# Activity 03.01 | COVID19 impact on airline traffic

Your task is to report on the consequences of the 2020 COVID19 pandemic, especially how it affected airlines. We will use real data (unchanged) from EUROSTAT, especially:

* https://ec.europa.eu/eurostat/databrowser/view/ttr00016/default/table?lang=en

There are multiple problems with this dataset.

* Column names contain extra whitespace.
* Not all supposedly numeric columns are numeric.
* There are missing values.
* There is a messed up column at the beginning, containing values like "M,PAS,TOT,TOTAL,PAS_CRD,DE" - We only need the "DE" part (which is the country code)

The filename is "TSV", so a tab separator should work.

Apply a fixes to the input data:

* Inspect the DataFrame columns and remove trailing whitespace.
* Inspect the DataFrame and find the columns and values that does not contain numeric data.
* Use a custom converter to remove non-digits from column values.
* Use a custom converter to fix the first column values to extract only the last two characters (country code).

================

◆ **WORK TO COMPLETE**
Copy word for word the part of the airline traffic activity that begins at "Your task is" and ends after "contain extra whitespace.". The listing after this point is separate from the airline traffic activity.

(Saved entries)
================

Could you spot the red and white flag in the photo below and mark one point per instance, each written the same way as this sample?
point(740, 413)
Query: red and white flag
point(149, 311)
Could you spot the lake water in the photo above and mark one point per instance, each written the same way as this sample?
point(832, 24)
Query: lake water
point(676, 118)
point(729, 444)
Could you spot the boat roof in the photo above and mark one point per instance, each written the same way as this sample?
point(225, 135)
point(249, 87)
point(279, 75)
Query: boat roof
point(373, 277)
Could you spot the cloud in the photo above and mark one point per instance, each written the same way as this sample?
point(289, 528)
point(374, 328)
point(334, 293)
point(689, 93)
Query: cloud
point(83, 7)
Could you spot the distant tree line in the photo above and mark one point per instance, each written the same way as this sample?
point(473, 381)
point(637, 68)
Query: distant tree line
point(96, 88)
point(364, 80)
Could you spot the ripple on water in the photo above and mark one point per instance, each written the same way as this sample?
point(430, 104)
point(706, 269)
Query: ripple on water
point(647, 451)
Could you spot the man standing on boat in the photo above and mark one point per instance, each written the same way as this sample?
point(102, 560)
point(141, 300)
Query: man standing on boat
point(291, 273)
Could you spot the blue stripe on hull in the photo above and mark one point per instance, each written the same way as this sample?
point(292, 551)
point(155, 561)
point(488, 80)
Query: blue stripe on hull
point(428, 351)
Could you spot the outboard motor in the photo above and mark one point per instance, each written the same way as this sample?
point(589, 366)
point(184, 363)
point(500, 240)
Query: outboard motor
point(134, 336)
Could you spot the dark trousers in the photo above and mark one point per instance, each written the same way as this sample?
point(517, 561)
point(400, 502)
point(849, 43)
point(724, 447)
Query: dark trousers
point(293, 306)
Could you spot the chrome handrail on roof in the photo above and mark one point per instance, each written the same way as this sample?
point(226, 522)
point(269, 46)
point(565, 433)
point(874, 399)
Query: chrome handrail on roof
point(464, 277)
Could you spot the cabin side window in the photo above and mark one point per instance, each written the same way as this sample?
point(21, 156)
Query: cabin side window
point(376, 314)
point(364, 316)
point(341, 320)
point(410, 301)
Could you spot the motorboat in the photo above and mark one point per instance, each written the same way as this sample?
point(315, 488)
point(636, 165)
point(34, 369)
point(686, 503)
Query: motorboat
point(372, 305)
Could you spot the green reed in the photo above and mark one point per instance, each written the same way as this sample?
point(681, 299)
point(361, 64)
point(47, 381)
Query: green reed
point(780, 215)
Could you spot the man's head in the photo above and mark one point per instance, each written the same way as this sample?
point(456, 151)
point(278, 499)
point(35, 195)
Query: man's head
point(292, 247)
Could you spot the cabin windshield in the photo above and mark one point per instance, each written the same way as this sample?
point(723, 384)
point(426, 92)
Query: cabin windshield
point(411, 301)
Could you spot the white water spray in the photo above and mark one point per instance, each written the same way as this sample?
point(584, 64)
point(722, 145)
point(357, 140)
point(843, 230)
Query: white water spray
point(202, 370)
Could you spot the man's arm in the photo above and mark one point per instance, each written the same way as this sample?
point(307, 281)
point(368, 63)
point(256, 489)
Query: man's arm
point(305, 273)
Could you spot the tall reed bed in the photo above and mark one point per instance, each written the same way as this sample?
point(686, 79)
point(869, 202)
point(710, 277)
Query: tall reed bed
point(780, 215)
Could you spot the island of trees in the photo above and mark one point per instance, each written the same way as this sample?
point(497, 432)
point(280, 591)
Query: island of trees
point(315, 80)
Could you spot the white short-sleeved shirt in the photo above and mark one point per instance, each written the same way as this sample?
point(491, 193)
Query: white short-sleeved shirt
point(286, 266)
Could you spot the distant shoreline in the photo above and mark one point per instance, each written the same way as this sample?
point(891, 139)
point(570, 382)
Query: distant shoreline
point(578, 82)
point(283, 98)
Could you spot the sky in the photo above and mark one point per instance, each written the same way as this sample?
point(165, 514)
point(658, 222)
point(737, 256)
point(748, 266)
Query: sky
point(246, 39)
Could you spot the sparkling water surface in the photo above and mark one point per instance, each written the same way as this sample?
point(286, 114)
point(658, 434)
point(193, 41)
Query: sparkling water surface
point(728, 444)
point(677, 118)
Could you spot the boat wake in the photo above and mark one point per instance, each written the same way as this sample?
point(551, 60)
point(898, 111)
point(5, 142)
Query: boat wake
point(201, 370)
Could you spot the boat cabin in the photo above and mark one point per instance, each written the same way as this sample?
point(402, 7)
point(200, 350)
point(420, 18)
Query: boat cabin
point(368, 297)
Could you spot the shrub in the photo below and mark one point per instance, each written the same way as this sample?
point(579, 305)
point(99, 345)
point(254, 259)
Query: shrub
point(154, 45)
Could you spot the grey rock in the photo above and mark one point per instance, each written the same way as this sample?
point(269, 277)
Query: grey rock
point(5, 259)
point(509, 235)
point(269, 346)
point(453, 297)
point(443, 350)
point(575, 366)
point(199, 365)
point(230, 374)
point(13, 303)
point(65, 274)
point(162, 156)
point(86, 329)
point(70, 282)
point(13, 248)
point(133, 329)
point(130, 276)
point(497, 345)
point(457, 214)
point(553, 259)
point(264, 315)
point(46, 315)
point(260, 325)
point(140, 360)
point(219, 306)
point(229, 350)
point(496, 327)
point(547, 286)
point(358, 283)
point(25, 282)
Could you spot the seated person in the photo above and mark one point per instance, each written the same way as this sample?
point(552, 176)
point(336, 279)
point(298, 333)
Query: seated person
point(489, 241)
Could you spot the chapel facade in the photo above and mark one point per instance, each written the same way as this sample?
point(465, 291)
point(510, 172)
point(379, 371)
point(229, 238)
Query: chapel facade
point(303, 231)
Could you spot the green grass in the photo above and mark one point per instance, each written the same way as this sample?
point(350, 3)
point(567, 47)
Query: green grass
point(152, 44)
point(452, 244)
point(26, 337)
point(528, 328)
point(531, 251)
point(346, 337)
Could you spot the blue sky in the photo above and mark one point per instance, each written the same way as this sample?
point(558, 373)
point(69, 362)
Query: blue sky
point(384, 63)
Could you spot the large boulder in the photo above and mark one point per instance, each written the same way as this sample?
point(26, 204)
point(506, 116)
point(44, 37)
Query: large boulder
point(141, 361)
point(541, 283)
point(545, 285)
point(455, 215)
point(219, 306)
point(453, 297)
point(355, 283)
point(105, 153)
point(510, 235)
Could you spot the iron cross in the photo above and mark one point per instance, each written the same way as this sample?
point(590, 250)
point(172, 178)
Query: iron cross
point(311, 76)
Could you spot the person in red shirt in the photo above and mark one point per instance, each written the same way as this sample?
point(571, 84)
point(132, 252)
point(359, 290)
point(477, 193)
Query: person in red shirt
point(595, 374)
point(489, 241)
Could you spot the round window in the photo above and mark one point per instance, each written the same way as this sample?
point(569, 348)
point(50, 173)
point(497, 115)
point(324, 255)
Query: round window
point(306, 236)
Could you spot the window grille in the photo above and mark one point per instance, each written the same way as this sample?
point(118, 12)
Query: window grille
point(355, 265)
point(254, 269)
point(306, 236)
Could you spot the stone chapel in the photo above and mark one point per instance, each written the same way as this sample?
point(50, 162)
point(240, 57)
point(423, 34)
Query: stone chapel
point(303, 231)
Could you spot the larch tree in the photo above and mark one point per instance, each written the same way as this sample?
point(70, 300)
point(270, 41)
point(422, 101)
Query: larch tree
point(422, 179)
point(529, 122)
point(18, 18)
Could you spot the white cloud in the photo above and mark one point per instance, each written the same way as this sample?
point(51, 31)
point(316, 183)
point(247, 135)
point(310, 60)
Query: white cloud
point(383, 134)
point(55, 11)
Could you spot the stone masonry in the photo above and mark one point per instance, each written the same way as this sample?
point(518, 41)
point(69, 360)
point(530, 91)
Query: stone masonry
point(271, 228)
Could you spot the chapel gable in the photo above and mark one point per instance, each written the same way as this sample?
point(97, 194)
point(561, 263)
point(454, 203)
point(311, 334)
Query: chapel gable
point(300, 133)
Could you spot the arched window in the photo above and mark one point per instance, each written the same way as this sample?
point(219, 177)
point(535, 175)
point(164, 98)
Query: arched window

================

◆ **RESULT OF THIS EXERCISE**
Your task is to report on the consequences of the 2020 COVID19 pandemic, especially how it affected airlines. We will use real data (unchanged) from EUROSTAT, especially:

* https://ec.europa.eu/eurostat/databrowser/view/ttr00016/default/table?lang=en

There are multiple problems with this dataset.

* Column names contain extra whitespace.